As a result of the Defendant Officers' misconduct, Taylor was wrongfully convicted of first-degree murder, armed robbery, and home invasion. Id. ¶ 37. Taylor was sentenced to life in prison and two concurrent thirty-year prison terms with not eligibility for parole. Id. The only evidence against Taylor at trial was his coerced confession and the coerced and false testimony of Grimes. Id. There was no physical evidence tying Taylor to the crime. The fingerprints developed from the crime scene did not match his or those of his co-defendants, and there was no DNA evidence. Id. ¶ 38. As such, according to Taylor, were it not for the Defendant Officers' misconduct, he would not have been prosecuted or convicted. Id. ¶ 39.

In 2013, Taylor's conviction was vacated. Id. ¶ 40. The State dismissed the charges against him, and he was released after spending more than twenty years in prison for the crimes that he did not commit. Id. ¶ 41. On January 23, 2014, Taylor was granted a Certificate of Innocence by the Circuit Court of Cook County, which found him innocent of all of the offenses for which he was wrongfully incarcerated. Id. ¶ 42.

(Items from a data source)

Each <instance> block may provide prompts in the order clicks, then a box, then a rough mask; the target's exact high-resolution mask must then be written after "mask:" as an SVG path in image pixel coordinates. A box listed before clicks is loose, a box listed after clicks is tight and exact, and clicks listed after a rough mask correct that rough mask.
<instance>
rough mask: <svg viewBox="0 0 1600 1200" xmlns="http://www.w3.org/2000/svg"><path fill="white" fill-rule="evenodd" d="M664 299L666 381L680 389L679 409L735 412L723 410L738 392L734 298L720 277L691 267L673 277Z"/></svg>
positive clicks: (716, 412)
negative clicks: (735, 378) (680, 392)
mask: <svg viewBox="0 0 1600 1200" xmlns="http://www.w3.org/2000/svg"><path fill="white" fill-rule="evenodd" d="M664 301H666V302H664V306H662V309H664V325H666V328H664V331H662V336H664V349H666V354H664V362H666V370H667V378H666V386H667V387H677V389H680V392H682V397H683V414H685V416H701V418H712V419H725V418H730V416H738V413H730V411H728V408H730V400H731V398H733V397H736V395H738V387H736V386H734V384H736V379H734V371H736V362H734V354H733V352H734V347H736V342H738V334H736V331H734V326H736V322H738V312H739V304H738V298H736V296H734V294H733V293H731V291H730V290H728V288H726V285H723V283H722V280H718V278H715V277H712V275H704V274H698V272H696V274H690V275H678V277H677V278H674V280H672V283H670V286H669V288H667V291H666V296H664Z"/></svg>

## What to do:
**a)** Translate this sentence from the text about Taylor's wrongful conviction into Spanish: "There was no physical evidence tying Taylor to the crime."
**b)** According to the text about Taylor's wrongful conviction, on what date did the Circuit Court of Cook County grant Taylor a Certificate of Innocence?

## Results for each task:
**a)** No había ninguna prueba física que vinculara a Taylor con el crimen.

**b)** January 23, 2014